• [Stated exercise] Rewrite the items from the line containing "the red and" through the line containing "[[552, 446]]", inclusive, swapping "checkered" for "plaid" and leaving everything else unchanged.

• [Stored rows]

'''

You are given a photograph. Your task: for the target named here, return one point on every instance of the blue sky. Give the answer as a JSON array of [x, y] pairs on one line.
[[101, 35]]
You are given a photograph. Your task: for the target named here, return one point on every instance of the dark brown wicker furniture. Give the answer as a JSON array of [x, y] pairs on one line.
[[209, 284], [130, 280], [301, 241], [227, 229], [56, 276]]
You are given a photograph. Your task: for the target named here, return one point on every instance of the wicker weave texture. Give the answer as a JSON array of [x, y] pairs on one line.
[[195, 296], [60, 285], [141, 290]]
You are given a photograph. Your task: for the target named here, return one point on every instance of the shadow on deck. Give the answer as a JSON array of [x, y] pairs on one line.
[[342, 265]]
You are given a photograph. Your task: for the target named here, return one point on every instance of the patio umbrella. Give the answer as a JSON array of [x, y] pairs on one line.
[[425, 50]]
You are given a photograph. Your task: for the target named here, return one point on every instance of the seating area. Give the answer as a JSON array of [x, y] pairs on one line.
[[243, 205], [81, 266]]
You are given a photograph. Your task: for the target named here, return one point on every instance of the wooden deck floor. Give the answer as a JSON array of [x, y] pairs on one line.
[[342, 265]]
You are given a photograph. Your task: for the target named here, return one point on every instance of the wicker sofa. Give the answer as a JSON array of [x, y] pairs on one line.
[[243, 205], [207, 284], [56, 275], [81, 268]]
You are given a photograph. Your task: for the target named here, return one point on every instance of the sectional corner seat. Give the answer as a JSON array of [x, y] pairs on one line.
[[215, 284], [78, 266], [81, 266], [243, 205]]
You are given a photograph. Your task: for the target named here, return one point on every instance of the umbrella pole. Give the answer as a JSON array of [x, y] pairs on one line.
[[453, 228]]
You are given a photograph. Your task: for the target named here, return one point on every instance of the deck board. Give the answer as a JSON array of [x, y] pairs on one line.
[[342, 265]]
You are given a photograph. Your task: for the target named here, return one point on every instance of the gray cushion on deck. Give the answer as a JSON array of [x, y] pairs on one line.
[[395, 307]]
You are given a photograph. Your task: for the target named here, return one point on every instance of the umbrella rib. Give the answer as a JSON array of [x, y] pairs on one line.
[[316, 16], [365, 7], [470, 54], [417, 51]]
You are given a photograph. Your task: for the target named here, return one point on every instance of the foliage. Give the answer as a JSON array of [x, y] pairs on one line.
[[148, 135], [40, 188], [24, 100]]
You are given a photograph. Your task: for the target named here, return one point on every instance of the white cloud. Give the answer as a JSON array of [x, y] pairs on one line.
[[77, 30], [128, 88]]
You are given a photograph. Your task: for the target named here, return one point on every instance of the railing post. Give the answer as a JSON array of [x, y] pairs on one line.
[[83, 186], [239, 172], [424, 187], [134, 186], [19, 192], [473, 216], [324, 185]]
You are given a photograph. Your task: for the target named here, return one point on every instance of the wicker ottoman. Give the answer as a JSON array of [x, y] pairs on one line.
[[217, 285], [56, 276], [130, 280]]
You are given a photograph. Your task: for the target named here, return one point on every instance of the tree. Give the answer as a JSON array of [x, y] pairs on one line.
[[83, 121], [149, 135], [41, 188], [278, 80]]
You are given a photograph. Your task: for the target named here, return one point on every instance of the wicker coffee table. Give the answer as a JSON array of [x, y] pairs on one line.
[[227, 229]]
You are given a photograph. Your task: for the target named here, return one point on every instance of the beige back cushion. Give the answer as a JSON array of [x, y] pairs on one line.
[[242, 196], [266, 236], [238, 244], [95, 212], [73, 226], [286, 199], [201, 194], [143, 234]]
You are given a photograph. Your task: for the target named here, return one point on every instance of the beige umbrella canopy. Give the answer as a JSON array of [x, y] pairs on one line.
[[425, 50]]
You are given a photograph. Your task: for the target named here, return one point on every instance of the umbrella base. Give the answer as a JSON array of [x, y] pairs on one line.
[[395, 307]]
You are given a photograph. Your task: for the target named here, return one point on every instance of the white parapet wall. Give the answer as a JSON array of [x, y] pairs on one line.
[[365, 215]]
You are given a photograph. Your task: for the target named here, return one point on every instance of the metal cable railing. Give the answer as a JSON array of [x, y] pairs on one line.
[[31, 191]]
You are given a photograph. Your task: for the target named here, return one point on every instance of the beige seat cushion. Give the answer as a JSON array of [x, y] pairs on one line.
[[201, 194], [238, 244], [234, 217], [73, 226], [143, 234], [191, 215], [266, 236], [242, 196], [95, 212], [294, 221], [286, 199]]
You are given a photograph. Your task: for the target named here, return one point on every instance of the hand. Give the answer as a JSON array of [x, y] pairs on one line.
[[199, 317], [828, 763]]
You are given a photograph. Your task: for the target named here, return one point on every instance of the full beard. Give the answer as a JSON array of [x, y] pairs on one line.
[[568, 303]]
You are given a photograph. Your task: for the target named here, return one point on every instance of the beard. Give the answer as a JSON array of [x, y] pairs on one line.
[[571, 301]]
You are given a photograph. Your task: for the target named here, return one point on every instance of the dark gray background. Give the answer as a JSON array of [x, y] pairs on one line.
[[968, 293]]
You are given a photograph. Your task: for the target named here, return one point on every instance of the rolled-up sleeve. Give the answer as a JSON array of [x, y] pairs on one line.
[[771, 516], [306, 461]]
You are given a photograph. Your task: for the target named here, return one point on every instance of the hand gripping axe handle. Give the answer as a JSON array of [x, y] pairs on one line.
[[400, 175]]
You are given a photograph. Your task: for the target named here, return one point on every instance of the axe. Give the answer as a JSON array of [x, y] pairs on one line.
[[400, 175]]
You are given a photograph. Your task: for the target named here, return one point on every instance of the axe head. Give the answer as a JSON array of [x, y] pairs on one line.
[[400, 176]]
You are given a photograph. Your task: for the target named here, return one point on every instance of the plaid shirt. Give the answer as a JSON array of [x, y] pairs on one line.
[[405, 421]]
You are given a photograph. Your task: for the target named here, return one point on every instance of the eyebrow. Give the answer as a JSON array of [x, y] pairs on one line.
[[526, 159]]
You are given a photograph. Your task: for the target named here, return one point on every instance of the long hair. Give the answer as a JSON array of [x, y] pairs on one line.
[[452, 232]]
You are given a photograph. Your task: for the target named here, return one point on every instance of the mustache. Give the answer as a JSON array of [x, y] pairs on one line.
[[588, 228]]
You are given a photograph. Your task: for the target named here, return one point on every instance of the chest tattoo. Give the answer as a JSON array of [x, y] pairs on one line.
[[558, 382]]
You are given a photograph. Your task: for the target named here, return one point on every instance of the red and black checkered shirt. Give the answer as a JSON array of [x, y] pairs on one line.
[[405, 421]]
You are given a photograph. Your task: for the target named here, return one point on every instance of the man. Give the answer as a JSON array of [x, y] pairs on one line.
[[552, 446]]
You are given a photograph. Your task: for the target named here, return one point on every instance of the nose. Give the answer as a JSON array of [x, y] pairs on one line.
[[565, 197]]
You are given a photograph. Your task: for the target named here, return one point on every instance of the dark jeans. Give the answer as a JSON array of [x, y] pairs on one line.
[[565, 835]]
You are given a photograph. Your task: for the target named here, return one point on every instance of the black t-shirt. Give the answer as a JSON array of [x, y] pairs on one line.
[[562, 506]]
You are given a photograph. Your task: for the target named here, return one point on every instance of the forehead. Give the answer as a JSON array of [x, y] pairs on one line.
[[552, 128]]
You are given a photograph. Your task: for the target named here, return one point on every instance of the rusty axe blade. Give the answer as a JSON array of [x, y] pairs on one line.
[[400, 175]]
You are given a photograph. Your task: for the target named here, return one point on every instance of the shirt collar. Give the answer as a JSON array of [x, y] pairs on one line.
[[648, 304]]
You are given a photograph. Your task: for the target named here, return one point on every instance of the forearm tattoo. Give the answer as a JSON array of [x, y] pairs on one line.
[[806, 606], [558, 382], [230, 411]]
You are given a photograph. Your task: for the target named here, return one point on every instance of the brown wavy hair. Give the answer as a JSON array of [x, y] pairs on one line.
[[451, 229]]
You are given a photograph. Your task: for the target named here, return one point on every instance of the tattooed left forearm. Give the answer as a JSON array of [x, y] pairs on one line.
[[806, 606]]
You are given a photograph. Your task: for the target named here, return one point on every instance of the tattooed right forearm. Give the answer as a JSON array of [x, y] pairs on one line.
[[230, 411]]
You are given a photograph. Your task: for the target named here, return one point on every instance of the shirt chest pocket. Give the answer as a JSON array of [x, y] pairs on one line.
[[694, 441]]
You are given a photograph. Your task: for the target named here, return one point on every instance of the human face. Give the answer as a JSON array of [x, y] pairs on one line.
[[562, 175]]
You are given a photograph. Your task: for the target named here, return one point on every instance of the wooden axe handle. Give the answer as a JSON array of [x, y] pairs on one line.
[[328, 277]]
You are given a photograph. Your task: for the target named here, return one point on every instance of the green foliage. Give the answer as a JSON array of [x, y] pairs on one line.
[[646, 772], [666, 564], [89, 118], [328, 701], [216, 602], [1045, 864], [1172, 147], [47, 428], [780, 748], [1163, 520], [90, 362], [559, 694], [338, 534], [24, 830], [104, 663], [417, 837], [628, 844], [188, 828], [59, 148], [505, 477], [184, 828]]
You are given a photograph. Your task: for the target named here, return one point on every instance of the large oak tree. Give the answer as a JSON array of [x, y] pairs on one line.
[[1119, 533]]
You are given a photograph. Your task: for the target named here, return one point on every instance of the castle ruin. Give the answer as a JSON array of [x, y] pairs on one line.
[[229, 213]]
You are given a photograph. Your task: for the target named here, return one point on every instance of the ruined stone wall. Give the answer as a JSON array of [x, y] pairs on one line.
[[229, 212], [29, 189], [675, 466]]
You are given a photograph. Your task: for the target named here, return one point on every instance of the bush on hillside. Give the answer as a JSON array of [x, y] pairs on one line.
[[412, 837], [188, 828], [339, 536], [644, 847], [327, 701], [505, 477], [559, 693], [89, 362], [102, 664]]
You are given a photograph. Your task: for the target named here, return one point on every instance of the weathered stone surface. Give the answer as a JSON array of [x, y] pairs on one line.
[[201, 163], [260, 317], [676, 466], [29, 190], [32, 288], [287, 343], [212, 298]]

'''

• [Final result]
You are given a photograph. Your task: for the target named here, return one point on every instance of the red and black plaid shirt. Give the answer as a JSON array of [x, y] pairs on one line.
[[405, 421]]
You are given a photograph. Your task: for the target named here, return one point on every instance of the man. Give the answer as a JSON array of [x, y] pairs on one line.
[[552, 446]]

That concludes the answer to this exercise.